Les maladies et les épidémies d’insectes sont également des vecteurs qui menacent la biodiversité des érablières. La maladie corticale du hêtre et la maladie hollandaise de l’orme disséminent ces arbres de nos paysages feuillus depuis la première moitié du 20e siècle. Le noyer cendré, atteint d’une infection causée par un champignon, est maintenant considéré comme une espèce en situation précaire au Québec et en voie de disparition au Canada. Difficile de ne pas avoir entendu parler de l’agrile du frêne. Cet insecte attaque toutes les espèces de frênes, essences compagnes importantes de nos érablières. Le longicorne asiatique, non recensé au Québec jusqu’à maintenant, apprécie plusieurs feuillus, notamment les érables. Mauvais présage pour le futur. Et ce n’est que quelques exemples! En effet, les scientifiques estiment que plus de 25 maladies et insectes sont susceptibles d’attaquer une trentaine d’essences d’arbres dans les 50 prochaines années. À ces menaces, il faut ajouter plusieurs agents stressants (verglas, sécheresse, gel-dégel, neige hâtive ou tardive) qui se multiplieront avec les changements climatiques. Comme pour l’être humain, le stress est un facteur aggravant et rend la forêt plus vulnérable.

- Données enregistrées
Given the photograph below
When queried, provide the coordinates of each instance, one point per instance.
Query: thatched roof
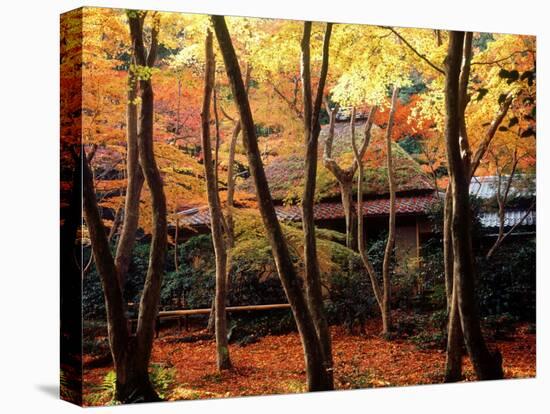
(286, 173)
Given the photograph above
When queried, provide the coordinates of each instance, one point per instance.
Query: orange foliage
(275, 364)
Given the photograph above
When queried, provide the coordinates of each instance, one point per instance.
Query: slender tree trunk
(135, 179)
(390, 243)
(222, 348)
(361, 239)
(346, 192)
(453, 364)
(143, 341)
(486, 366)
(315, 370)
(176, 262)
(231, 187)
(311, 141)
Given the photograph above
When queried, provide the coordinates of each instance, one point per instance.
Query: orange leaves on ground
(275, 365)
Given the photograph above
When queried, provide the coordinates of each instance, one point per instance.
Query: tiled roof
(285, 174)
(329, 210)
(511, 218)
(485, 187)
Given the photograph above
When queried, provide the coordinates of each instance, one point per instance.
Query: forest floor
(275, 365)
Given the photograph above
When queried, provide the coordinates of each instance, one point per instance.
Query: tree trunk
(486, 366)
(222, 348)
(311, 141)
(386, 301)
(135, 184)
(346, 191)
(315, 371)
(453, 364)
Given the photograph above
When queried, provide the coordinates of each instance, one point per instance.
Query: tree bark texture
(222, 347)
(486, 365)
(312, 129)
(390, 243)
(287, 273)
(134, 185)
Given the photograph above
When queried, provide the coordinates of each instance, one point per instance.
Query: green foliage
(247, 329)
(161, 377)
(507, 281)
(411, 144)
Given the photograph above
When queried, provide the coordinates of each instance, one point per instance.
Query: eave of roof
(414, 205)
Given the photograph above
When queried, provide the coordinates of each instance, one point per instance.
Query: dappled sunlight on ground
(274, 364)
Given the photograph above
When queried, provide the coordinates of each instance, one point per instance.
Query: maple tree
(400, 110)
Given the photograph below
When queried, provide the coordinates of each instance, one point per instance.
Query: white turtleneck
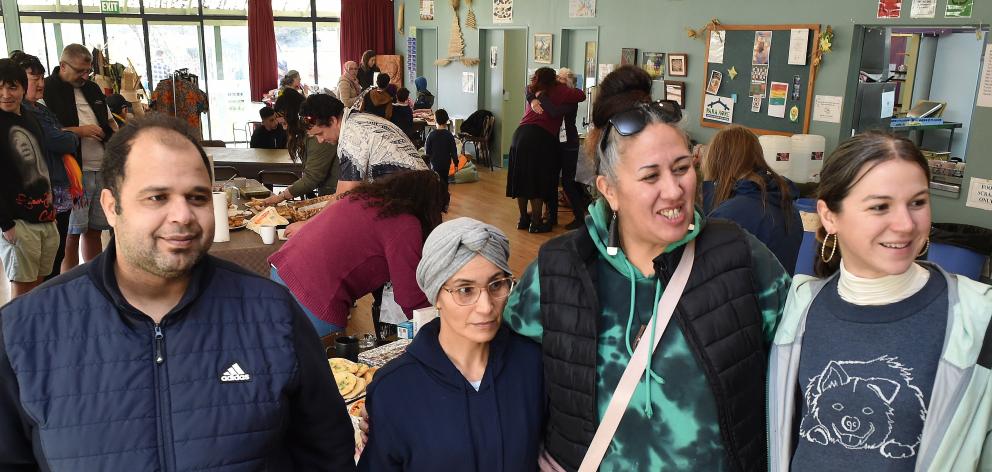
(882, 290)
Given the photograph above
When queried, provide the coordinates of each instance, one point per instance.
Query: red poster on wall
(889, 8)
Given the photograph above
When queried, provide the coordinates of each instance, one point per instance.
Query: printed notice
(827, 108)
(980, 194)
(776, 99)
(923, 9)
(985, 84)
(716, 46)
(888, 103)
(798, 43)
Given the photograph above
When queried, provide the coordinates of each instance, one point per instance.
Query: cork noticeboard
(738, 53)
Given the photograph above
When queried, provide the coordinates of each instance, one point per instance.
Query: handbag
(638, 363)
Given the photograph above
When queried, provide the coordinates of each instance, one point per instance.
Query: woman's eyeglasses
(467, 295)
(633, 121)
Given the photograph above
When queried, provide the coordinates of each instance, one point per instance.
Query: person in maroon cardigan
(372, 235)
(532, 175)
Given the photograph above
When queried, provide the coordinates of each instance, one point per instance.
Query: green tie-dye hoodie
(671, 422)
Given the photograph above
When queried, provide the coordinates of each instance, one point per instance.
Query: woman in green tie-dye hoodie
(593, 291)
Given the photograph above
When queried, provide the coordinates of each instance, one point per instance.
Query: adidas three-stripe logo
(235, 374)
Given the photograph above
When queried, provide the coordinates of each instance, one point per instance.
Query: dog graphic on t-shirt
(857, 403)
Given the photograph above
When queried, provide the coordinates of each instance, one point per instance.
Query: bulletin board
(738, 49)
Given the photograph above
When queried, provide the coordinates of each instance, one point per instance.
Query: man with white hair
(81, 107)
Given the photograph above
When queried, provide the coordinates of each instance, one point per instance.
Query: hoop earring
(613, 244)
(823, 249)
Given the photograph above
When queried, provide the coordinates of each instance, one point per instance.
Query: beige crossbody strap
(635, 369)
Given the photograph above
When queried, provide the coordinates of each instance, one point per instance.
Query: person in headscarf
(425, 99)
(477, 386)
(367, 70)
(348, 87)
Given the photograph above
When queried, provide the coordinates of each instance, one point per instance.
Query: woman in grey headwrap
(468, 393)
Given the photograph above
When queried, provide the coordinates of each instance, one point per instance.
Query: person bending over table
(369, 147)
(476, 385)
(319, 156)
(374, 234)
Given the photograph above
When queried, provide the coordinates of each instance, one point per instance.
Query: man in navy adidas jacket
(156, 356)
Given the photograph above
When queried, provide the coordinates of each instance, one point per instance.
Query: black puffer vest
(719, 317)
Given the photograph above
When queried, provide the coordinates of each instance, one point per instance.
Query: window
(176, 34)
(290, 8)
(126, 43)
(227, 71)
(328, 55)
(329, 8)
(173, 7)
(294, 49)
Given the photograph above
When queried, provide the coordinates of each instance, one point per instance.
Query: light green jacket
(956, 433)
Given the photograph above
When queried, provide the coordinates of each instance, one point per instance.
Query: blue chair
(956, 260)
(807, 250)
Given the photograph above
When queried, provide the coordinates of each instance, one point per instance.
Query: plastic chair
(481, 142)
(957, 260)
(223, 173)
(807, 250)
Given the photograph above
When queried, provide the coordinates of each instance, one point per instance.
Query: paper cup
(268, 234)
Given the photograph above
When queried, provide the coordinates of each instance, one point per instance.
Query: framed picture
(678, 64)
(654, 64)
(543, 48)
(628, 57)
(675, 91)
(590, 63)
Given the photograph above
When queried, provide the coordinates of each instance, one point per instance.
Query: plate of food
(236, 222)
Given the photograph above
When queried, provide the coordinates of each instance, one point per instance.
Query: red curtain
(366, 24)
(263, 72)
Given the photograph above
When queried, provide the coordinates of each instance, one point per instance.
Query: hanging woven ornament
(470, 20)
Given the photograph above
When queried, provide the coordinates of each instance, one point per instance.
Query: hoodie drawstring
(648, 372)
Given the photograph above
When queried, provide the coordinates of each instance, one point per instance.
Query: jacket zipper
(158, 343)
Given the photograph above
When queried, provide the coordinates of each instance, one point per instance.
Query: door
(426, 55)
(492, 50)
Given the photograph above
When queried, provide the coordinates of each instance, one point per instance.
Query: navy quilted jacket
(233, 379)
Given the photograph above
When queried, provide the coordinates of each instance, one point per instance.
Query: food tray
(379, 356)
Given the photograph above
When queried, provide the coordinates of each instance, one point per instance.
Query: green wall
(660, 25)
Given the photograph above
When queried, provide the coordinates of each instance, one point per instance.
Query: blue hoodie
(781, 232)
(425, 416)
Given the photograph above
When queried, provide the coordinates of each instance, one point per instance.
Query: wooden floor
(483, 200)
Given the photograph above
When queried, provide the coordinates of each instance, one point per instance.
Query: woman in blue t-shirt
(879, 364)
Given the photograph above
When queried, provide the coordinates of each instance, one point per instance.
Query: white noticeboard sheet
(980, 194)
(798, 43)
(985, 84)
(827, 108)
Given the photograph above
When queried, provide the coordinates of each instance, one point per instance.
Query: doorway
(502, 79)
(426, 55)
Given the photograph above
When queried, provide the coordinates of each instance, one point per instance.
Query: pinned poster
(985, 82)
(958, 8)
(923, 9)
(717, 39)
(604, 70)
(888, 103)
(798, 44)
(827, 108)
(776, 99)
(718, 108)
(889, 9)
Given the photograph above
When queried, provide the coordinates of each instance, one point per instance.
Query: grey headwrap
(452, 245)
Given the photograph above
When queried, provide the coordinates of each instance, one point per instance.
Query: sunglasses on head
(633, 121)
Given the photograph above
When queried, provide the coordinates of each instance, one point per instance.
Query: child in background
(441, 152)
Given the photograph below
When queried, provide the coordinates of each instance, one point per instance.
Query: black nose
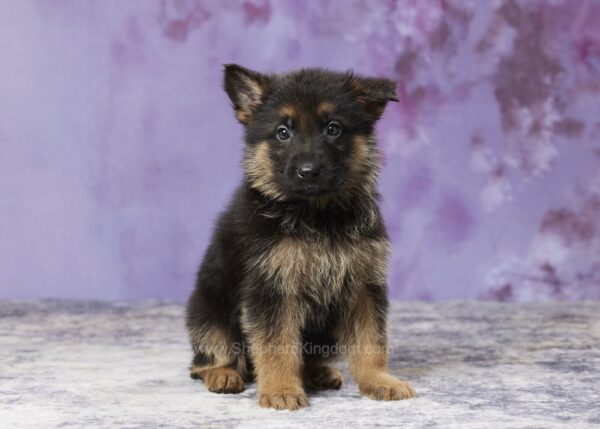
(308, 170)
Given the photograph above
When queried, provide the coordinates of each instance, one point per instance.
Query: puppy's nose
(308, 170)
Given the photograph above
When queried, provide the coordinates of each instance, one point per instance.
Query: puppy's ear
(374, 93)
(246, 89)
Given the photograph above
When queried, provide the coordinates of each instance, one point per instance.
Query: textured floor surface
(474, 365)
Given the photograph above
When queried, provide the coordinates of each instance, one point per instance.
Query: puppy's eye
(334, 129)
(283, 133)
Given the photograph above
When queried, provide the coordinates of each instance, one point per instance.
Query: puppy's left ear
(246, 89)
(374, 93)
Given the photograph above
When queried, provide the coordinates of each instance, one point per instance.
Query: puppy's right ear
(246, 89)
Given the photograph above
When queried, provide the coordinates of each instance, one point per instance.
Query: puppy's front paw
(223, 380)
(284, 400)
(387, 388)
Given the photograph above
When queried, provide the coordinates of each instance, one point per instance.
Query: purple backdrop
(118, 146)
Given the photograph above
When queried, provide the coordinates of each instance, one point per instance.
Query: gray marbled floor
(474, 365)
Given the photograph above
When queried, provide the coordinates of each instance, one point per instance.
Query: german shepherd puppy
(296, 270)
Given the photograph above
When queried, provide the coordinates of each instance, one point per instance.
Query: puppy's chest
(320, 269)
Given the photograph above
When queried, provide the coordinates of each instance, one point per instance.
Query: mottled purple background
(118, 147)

- Votre tâche
Selon le texte sur les menaces qui pèsent sur les érablières, quel est le statut du noyer cendré au Canada, s'il vous plaît ? Les enregistrements n'ont aucun rôle dans ce travail.

- Réponse attendue
Il est considéré comme une espèce en voie de disparition au Canada.